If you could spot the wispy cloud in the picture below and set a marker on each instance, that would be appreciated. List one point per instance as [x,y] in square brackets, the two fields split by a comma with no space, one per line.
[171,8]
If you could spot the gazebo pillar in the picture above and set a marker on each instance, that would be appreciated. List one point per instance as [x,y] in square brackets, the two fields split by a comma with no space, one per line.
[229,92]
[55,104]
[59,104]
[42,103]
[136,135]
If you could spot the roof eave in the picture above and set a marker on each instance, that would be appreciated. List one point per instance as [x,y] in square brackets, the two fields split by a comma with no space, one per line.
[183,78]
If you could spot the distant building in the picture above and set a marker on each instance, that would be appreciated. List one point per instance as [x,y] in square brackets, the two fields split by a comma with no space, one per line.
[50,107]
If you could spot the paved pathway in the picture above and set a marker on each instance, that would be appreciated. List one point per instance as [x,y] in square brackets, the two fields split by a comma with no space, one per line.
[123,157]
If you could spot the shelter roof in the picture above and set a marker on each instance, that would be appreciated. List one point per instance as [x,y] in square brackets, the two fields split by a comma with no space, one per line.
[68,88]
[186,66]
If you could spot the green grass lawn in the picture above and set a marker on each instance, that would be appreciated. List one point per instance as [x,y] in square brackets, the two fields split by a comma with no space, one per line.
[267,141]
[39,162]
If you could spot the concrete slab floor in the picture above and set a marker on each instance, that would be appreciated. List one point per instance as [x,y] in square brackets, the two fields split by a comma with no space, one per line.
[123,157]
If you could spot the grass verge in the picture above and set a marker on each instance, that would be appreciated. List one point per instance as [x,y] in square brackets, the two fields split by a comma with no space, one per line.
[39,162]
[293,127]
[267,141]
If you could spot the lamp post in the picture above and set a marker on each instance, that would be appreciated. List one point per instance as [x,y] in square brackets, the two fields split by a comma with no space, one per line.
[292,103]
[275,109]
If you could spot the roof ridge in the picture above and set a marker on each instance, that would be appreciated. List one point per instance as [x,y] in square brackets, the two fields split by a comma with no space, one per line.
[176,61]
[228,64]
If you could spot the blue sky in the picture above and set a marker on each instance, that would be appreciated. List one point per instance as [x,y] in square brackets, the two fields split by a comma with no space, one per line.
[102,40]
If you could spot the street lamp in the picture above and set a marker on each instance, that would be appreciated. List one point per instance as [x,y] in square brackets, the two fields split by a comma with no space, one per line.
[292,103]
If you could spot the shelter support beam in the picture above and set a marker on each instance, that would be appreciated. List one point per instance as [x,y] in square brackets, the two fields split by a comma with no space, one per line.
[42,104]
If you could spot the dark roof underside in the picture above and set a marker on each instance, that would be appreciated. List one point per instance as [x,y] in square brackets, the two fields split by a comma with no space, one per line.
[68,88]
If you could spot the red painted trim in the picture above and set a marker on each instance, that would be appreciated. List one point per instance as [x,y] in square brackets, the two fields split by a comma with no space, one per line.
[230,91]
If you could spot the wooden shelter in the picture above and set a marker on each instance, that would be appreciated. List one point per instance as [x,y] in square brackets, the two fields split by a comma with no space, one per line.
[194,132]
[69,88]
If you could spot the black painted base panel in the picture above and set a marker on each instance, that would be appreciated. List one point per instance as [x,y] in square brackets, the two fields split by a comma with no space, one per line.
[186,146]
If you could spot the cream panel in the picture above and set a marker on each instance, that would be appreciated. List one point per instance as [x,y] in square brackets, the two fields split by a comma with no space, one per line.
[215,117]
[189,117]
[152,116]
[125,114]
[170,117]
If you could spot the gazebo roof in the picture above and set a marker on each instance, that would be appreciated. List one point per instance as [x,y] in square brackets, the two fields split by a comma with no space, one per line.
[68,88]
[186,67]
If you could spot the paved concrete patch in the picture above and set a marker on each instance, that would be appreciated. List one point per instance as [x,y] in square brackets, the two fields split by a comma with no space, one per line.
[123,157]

########

Copy out the whole listing exactly as written.

FINISHED TASK:
If you could spot the wispy cloud in the picture below and set a marker on each instance, that would be appreciated. List one point per instance as [x,y] in square brackets, the two fields split by a comma with no space, one per line.
[171,8]
If you could spot the gazebo pillar in the picture above and set a marker on each instance, that would be appreciated. List one point per instance as [x,y] in square brackets, the two fields split by a comma with no space, one per line.
[229,92]
[55,104]
[59,104]
[42,103]
[136,135]
If you could spot the roof eave in the picture above and set a marker on each instance, that would be appreciated. List one point per instance as [x,y] in square brackets, the two fields split by a comma with no space, one per line.
[183,78]
If you could spot the distant building in the picture above and set a marker on each instance, that would be appreciated. List one point per instance as [x,y] in square brackets, the two fields split by a comma with no space, one per line.
[50,107]
If you could spot the paved pathway in the picture above and set a marker on each instance, that would be appreciated. List one point per instance as [x,y] in square brackets, the two fields split by a comma with no space, one per line.
[123,157]
If you could spot the shelter roof in the picture above and set a marker on each instance, that would be appreciated. List one point per instance as [x,y] in square brackets, the two fields split by a comma with no space, one per line.
[68,88]
[186,66]
If you could spot the green grass lawn in the picture above and set a marker on each instance, that would be appreciated. List one point per instance as [x,y] in square brackets, the two fields split by a comma with no space, one per line.
[267,141]
[39,162]
If you could spot the concrete slab floor in the picture above and set a marker on each instance, that would be appreciated. List one point per instance as [x,y] in square brackets, the two fields split by a comma with no space, one per line.
[123,157]
If you could spot the grass verge in the picture above and set a marker on each instance, that would be appreciated. List one point per instance as [x,y] in square brackets, the two fields split by a comma with no space, one per line.
[39,162]
[293,127]
[267,141]
If you could spot the lamp post in the picture above and set a marker on each instance, that would be appreciated. List one point per instance as [x,y] in square brackets, the two fields split by a comma with no space, one per line.
[292,103]
[275,109]
If you could spot the roof ridge in the picture above and set a marker on each instance, that would be appreciated. List one point per instance as [x,y] in square brackets, the two fields split by a comma with no space, one per line.
[176,61]
[228,64]
If you could spot the blue sky in the picture above and set a marker on each instance, that would be appreciated. List one point per instance as [x,y] in square brackets, the two fields split by a comma with no space, one per line.
[102,40]
If you could spot the street lamp in the picture above and set a marker on each instance, that would be appreciated. List one point per instance as [x,y] in square brackets, the two fields split by a comma with no space, one per line.
[292,103]
If you could spot the shelter support beam in the picture above and set a marker on each instance, that would be appreciated. List one point per instance as [x,y] in square brackets, the two fields split by a comma with no space, one per line.
[42,104]
If you could spot the dark roof underside in the picture above and set a marker on each instance, that would be appreciated. List one point per instance as [x,y] in square brackets, the two fields split by a comma with no space, one per line.
[68,88]
If you could spot the red painted trim in the picture above and set a marker on each instance, that would be appreciated. List one point per instance as [x,y] in square brackets, the two fields split by a comma with no space, one per line.
[230,91]
If you could spot the wooden shelter in the picture above and set a marker on each instance, that would be appreciated. List one point per instance as [x,y] in square brackets, the two fields split by a comma with no space, one per line.
[194,132]
[69,88]
If you could spot the black painted base panel in the picture above and set a marker on each instance, that would be appreciated. List one point per instance as [x,y] in square brackets, the two fields split by a comma with no space, one per line.
[186,146]
If you could spot the cream panel in the picture above and set a marker on each instance, that would be appreciated. List one point per instance as [x,y] in square brackets, the two fields split by a comma with no space, one per line.
[215,117]
[189,117]
[152,116]
[125,114]
[170,117]
If you could spot the gazebo roof in the picture above and set a marker on each instance, that would be appreciated. List one point per instance as [x,y] in square brackets, the two fields split by a comma with no space, one per line.
[68,88]
[186,67]
If you could spot the paved concrete patch in the picture above and set a marker on each instance, that would be appreciated. List one point per instance as [x,y] in square brackets, the two fields split by a comma with no space, one per line.
[123,157]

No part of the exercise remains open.